WHAT TO WORK ON:
Count the lines of the material below that contain the string "wooden", matching case exactly, and give only the number.
=======
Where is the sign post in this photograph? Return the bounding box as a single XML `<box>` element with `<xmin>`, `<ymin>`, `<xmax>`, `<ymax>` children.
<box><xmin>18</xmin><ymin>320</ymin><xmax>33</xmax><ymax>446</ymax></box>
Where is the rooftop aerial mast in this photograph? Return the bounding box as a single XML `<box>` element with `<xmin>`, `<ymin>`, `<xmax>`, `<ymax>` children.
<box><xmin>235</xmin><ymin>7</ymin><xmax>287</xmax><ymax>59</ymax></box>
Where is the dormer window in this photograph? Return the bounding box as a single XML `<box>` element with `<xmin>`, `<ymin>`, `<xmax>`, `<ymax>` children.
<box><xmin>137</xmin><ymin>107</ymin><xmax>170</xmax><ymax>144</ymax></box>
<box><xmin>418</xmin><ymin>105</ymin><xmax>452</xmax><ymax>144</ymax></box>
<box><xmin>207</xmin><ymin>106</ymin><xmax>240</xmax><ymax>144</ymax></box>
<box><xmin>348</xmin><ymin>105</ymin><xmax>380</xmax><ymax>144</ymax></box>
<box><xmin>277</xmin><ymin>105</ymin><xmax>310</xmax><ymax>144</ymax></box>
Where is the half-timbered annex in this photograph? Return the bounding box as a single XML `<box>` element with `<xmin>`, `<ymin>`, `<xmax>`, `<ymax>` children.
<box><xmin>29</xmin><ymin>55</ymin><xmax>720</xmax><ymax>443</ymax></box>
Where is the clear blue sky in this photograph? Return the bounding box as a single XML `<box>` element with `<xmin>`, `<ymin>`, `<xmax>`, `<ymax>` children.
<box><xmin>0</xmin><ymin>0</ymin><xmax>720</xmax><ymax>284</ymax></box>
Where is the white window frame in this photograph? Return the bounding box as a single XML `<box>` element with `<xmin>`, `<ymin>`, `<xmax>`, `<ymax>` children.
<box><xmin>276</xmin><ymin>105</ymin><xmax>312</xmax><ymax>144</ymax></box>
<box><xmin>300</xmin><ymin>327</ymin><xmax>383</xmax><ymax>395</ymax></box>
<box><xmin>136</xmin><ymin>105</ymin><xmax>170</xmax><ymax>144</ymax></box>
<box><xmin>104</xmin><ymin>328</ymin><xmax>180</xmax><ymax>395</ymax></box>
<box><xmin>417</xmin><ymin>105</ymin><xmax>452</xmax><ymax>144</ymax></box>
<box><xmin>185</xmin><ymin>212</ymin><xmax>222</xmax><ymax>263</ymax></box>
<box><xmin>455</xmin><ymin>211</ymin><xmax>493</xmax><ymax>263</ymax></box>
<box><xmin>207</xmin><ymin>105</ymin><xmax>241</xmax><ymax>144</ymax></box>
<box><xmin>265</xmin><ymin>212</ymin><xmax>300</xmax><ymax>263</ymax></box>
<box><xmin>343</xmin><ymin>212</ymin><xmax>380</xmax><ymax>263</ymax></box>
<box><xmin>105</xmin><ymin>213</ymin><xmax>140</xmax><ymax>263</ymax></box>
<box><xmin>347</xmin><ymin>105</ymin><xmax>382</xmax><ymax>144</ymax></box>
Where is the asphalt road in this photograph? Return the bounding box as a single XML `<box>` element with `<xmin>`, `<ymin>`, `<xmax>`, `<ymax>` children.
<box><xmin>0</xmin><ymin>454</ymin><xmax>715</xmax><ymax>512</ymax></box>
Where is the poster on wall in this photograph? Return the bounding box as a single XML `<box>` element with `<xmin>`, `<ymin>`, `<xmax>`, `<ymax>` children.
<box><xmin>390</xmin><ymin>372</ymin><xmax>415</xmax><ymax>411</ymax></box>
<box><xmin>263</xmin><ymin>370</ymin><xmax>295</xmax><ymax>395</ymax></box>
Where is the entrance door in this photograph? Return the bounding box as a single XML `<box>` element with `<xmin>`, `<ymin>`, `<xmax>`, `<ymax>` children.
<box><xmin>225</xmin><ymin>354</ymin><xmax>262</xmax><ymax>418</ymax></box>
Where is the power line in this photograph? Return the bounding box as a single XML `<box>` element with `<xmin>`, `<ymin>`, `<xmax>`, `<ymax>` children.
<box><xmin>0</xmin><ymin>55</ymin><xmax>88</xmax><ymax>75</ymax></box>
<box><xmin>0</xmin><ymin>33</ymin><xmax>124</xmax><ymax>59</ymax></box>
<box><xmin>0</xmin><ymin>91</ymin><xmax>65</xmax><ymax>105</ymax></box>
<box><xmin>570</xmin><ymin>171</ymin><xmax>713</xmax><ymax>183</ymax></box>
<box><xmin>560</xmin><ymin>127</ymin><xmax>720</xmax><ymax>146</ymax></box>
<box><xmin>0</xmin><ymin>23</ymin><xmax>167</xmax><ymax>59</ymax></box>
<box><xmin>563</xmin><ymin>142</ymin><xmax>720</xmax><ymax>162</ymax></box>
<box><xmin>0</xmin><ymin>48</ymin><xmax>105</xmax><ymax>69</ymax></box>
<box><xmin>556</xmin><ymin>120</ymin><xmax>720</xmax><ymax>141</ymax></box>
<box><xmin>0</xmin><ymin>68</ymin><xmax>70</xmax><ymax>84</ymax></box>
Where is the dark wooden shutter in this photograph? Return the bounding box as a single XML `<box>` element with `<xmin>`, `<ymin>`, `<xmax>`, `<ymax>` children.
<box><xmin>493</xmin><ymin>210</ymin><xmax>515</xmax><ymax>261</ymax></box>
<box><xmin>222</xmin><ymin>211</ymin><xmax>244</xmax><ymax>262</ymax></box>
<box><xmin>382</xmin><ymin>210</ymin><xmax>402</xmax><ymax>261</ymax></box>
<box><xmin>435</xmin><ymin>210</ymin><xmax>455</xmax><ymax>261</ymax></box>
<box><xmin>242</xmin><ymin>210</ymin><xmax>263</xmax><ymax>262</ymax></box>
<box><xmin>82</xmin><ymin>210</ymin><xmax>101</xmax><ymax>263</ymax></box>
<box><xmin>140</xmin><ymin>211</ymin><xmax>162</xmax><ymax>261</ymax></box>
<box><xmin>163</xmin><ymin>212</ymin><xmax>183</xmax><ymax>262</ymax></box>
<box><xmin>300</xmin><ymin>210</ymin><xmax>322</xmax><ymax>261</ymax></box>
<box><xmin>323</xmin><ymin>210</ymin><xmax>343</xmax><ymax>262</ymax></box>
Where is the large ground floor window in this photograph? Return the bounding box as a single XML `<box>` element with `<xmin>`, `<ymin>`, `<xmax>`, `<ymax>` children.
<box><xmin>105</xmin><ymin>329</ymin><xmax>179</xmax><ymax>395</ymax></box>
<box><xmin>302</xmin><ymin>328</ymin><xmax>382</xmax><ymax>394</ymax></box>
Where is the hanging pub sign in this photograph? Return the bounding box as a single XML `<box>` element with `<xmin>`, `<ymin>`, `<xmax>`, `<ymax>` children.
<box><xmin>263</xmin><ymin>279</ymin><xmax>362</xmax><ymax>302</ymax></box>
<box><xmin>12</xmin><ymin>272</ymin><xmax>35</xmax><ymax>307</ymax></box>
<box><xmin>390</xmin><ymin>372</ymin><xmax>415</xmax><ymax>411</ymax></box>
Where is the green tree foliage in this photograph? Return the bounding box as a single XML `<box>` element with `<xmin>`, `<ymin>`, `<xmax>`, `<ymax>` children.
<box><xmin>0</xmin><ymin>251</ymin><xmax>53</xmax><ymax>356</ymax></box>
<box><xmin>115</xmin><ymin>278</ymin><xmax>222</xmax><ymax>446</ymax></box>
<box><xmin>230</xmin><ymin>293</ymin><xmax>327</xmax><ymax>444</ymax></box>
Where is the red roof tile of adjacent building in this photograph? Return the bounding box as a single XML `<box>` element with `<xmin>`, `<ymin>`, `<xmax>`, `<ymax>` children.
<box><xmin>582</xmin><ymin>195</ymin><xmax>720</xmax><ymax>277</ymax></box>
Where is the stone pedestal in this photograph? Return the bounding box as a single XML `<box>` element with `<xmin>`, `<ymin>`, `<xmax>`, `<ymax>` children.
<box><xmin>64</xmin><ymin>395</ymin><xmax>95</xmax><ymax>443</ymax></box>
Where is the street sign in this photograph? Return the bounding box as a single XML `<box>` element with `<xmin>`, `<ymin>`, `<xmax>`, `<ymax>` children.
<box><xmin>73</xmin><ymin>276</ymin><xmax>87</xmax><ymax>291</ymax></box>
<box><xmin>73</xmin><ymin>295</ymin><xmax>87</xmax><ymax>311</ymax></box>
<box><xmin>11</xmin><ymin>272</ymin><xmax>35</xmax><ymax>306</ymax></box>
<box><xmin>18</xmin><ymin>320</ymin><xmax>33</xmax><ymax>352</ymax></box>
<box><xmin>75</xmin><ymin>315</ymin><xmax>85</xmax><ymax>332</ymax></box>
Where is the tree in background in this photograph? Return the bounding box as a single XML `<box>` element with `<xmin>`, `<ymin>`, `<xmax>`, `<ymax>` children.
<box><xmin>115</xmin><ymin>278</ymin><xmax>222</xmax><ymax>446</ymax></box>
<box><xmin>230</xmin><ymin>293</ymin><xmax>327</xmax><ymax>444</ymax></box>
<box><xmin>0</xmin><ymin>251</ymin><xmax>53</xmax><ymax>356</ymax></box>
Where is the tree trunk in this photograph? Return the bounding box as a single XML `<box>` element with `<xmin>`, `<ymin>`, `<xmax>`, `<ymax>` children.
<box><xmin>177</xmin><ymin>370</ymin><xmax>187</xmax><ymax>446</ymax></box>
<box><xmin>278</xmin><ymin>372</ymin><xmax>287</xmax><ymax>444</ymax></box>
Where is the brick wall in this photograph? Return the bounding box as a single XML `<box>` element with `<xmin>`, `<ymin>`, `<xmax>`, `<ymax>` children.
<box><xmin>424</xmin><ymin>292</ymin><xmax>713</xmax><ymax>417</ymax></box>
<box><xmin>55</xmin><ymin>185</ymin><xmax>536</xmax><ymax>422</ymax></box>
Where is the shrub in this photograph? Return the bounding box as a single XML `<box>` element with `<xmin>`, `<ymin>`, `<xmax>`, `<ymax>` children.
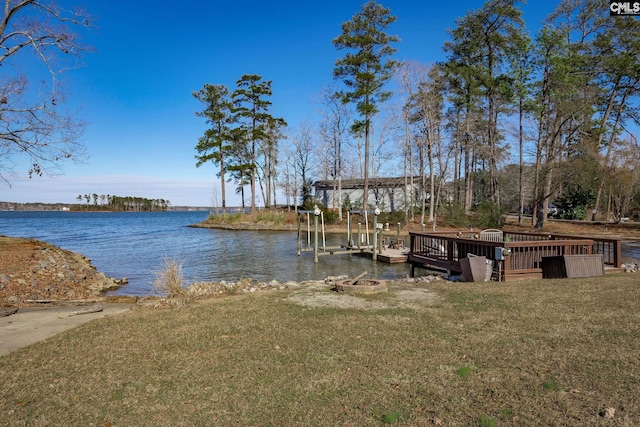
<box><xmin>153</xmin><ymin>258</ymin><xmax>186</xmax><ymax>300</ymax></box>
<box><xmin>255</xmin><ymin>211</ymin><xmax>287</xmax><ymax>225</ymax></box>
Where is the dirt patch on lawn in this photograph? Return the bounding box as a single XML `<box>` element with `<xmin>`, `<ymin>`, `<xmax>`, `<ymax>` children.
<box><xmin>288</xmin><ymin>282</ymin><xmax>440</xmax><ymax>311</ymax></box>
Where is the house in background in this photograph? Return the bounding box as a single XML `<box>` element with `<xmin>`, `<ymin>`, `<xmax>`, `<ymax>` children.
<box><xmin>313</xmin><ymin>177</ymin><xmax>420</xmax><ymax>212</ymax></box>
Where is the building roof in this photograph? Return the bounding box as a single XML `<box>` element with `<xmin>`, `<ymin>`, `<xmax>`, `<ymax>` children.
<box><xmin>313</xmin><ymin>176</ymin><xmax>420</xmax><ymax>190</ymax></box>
=======
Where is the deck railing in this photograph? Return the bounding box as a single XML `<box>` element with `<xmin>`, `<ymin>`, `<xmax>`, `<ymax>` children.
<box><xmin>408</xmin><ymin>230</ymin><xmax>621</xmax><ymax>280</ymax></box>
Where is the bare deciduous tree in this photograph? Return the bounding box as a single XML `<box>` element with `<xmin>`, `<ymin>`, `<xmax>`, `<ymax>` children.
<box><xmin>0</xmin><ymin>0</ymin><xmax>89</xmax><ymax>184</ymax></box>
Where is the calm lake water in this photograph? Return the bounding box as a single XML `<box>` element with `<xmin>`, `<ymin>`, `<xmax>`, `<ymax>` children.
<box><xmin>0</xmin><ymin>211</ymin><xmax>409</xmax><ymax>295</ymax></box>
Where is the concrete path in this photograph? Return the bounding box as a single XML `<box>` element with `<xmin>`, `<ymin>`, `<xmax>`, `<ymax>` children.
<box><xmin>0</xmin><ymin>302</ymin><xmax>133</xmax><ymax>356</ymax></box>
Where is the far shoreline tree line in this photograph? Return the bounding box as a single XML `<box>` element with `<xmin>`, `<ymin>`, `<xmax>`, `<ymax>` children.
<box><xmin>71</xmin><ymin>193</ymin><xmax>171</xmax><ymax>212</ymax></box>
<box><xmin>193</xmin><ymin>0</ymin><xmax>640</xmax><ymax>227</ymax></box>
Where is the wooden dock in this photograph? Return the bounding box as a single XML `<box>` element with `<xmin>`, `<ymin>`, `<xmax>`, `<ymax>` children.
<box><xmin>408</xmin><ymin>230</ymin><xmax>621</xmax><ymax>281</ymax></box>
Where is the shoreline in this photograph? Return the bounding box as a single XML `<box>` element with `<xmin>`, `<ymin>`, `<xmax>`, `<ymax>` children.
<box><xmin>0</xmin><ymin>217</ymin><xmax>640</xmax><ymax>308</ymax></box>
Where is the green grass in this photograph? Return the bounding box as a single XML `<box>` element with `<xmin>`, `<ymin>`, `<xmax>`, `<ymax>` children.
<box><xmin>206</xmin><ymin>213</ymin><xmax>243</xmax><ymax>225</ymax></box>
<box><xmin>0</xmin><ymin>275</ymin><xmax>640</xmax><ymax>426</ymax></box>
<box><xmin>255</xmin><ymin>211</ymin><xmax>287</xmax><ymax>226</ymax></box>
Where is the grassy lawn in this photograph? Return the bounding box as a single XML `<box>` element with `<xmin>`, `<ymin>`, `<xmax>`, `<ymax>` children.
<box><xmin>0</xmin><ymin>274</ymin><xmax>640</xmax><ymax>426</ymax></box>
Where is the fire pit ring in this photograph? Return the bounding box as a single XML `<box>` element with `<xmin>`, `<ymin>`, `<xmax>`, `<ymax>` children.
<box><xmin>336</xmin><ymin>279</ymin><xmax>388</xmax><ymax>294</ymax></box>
=======
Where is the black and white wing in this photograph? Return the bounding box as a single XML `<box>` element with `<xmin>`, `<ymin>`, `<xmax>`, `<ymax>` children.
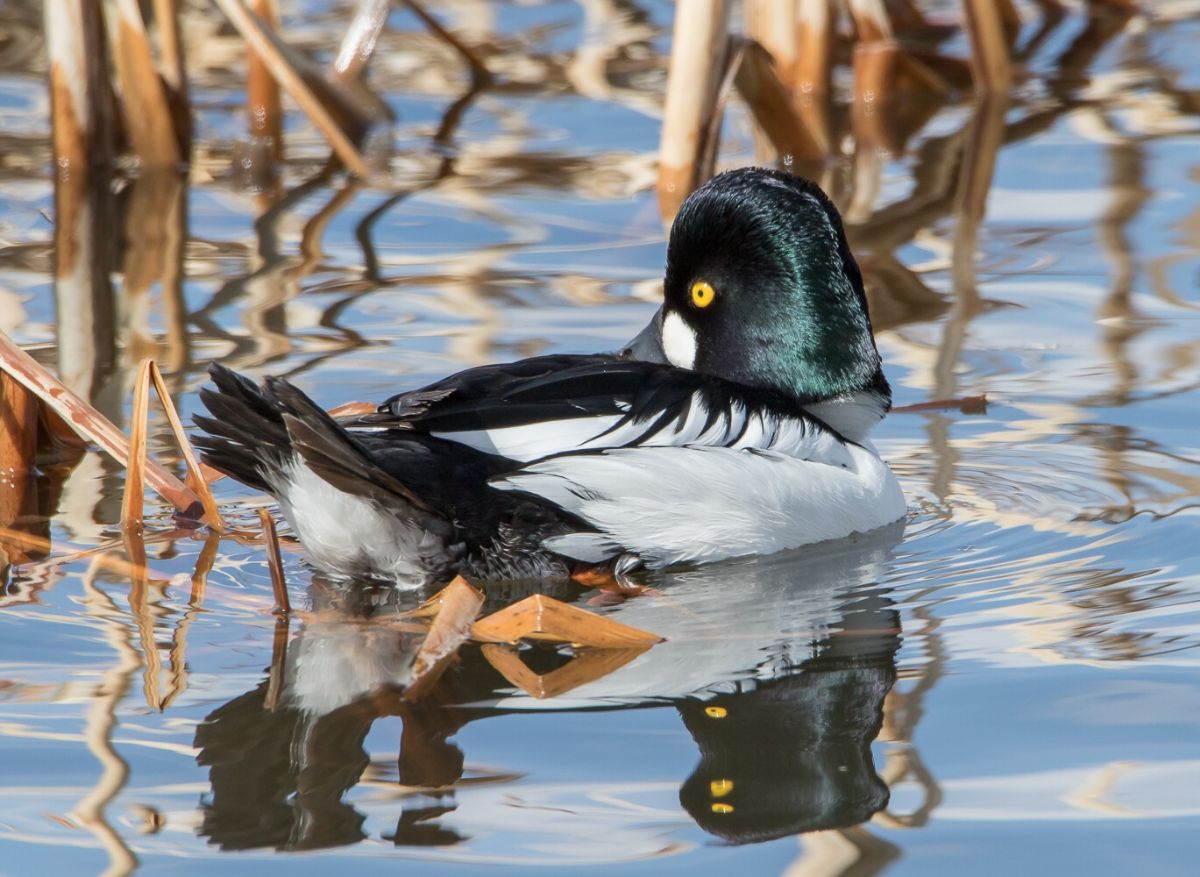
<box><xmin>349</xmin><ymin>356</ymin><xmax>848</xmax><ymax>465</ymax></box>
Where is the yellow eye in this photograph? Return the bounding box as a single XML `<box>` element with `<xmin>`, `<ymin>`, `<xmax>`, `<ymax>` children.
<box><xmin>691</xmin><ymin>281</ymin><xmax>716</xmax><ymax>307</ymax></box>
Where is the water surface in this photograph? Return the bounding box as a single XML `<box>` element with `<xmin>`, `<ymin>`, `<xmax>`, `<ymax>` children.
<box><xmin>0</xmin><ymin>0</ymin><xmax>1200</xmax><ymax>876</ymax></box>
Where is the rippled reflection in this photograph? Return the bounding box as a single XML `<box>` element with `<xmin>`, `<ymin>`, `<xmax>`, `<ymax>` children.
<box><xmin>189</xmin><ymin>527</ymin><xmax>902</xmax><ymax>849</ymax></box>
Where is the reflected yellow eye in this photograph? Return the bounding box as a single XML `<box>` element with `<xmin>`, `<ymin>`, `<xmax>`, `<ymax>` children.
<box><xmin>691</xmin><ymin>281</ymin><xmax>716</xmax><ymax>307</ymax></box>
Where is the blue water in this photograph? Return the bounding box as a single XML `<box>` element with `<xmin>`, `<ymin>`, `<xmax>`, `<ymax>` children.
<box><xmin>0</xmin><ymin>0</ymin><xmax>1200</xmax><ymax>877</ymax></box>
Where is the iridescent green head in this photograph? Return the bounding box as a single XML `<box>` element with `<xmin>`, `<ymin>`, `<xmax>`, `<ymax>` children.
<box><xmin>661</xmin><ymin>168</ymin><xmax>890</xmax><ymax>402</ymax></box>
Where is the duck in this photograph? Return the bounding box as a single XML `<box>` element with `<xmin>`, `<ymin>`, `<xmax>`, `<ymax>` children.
=======
FINAL ANSWER:
2